Referring expression data:
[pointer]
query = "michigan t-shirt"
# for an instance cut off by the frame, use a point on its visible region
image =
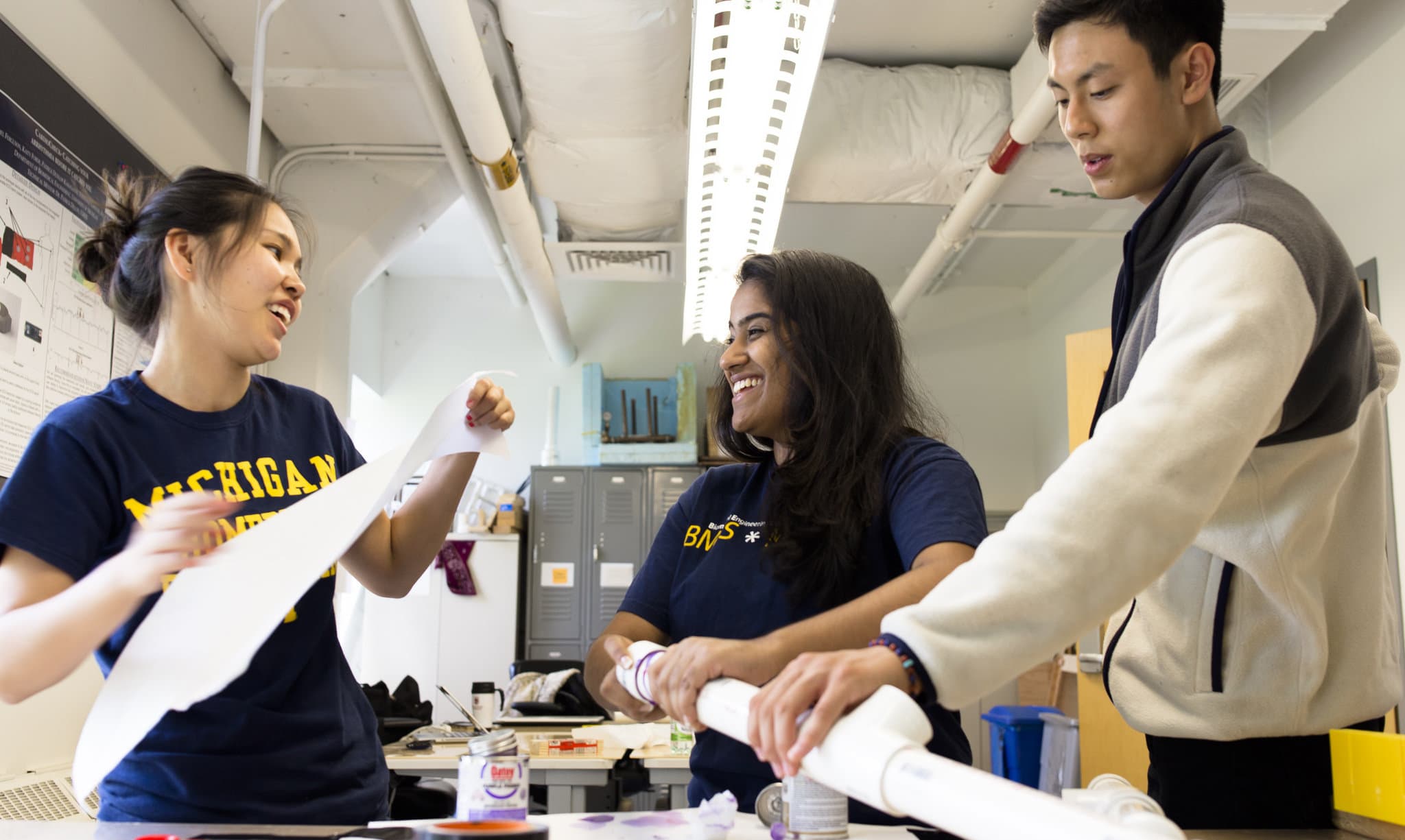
(707, 576)
(291, 741)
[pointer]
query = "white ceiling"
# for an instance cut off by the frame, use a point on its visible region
(949, 33)
(364, 97)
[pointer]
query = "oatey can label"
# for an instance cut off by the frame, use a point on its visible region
(811, 811)
(492, 787)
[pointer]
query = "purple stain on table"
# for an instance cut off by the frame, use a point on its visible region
(596, 821)
(658, 819)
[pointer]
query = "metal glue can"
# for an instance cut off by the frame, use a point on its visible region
(811, 811)
(492, 778)
(805, 808)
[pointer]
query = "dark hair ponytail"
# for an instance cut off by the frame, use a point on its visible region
(126, 253)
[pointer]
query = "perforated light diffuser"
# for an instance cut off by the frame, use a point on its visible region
(753, 69)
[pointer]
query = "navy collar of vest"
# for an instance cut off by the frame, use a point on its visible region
(1202, 159)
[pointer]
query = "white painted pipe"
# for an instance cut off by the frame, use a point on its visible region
(993, 234)
(954, 230)
(458, 56)
(451, 145)
(548, 450)
(874, 754)
(256, 89)
(349, 152)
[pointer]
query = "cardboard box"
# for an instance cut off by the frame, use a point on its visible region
(512, 514)
(555, 747)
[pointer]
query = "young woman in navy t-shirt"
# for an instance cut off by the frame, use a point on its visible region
(842, 510)
(120, 490)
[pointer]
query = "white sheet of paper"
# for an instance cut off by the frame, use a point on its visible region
(207, 627)
(616, 575)
(558, 575)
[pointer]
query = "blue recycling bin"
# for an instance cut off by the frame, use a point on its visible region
(1016, 736)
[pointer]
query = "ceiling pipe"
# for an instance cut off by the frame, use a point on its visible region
(256, 89)
(954, 230)
(1019, 234)
(458, 56)
(350, 152)
(451, 143)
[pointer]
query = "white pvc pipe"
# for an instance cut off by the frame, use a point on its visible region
(954, 230)
(458, 56)
(548, 450)
(256, 89)
(451, 143)
(874, 754)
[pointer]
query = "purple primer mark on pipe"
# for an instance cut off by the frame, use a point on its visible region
(658, 819)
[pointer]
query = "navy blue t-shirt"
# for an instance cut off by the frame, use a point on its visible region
(707, 576)
(291, 741)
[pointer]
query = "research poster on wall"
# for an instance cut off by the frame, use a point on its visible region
(56, 336)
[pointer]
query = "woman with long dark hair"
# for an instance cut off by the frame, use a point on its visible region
(115, 496)
(843, 507)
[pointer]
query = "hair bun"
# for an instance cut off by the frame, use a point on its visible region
(127, 195)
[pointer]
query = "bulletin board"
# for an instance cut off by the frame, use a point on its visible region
(58, 340)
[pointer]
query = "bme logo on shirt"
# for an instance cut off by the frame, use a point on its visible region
(709, 536)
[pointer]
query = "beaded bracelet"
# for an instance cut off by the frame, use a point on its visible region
(910, 662)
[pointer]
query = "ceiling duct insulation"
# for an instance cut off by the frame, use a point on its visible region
(604, 92)
(918, 135)
(898, 135)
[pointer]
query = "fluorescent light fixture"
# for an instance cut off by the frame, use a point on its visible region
(753, 69)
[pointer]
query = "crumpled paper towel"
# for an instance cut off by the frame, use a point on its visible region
(714, 818)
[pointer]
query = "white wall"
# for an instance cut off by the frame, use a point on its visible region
(969, 350)
(437, 331)
(363, 214)
(1336, 132)
(969, 353)
(147, 69)
(43, 732)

■ Exercise goal
What is needed is every record above printed exactly, with no pictures.

■ The answer
[pointer]
query = "michigan t-shirt"
# for an instance cut off by the frame, use a point on its visible region
image =
(707, 576)
(291, 741)
[pointer]
query = "white ceiling"
# for an instance cut off by the frame, use a point on its visible region
(949, 33)
(364, 97)
[pointer]
query = "oatey can label"
# for an instance cut off by the frame, use a point on its visible region
(811, 811)
(492, 787)
[pointer]
query = "purple stain on table"
# for an instance cut off by the frame, use a point on its visible region
(596, 821)
(658, 819)
[pointer]
query = "metal glue can"
# for an instance cut off by the frame, use a point on its visible region
(811, 811)
(492, 778)
(805, 808)
[pointer]
query = "dark hair ponytail"
# for an instance cut off by the frame, use a point on its visible region
(126, 253)
[pointer]
query = "perforated light diffuser"
# for an instance cut off by the frame, use a point on its visible region
(753, 69)
[pointer]
query = "navy collar of vest"
# for an instance cut off by the frame, use a point on its visible region
(1202, 159)
[pointer]
query = "white painted pipe"
# for an instance cut off by the frame, use a point on its visible region
(993, 234)
(954, 230)
(458, 56)
(451, 145)
(548, 450)
(874, 754)
(256, 89)
(349, 152)
[pointer]
query = "cardboard box"
# for an instance cut off by the frame, use a point on its visible region
(512, 514)
(555, 747)
[pointer]
query = "young woman in navy t-shirt"
# for an instance cut off by the frame, use a point on its visible region
(842, 510)
(120, 490)
[pointer]
query = "white sheet of paper"
# for an instance cut off by the frame, use a point on its visible region
(207, 627)
(616, 575)
(558, 575)
[pointer]
query = "blue recycling bin"
# for an instance cut off by the frame, use a point on its visible region
(1016, 736)
[pointer]
query = "ceiling pipe"
# for an instance cut off by the frame, use a point on its visible region
(256, 89)
(954, 230)
(1019, 234)
(458, 56)
(350, 152)
(451, 143)
[pointer]
query = "white pvc pipe"
# for an instance cut off by the frame, use a point on its visible region
(954, 230)
(458, 56)
(548, 450)
(256, 89)
(451, 143)
(874, 754)
[pointer]
query = "purple primer mark on pipe"
# for an instance cut off by the frame, use a point on its visible region
(658, 819)
[pointer]
query = "navy blue t-shirt"
# for an instance cut off by the frame, use a point on its visible region
(707, 576)
(291, 741)
[pointer]
query = "research poster on wall"
# for an instance cut off by the frame, use a point on its visible region
(56, 336)
[pointer]
query = "woman with long dark hair"
# for an instance cut off by the frame, use a point on its visible region
(115, 496)
(843, 507)
[pointer]
query = "hair bun"
# for an instance cut off by the frame, use a point on its visible region
(127, 195)
[pointer]
query = "bulletin board"
# for an instance cut off by the frame, use a point on its visible region
(58, 340)
[pointer]
query = "bme logo on shirt"
# for an instance cut off by the frame, use a point on its visible region
(709, 536)
[pointer]
query = "beaded bracelet"
# for an instance cut off by the frame, use a point on its visible region
(910, 662)
[pointer]
query = "ceiling duct insulation"
# for an instance cut off by the frame, use a point on its visible region
(604, 92)
(918, 135)
(898, 135)
[pointer]
query = "fluorescent light fixture"
# for an instance cut off by the frame, use a point on its visible region
(753, 69)
[pointer]
query = "crumpled paper towel"
# for an instance cut off by the frame, use a point on its visible region
(714, 818)
[pointer]
query = "white wall"
# for an instance cut off by the frame, use a point on its visible region
(969, 350)
(437, 331)
(363, 214)
(1336, 132)
(969, 353)
(147, 69)
(43, 732)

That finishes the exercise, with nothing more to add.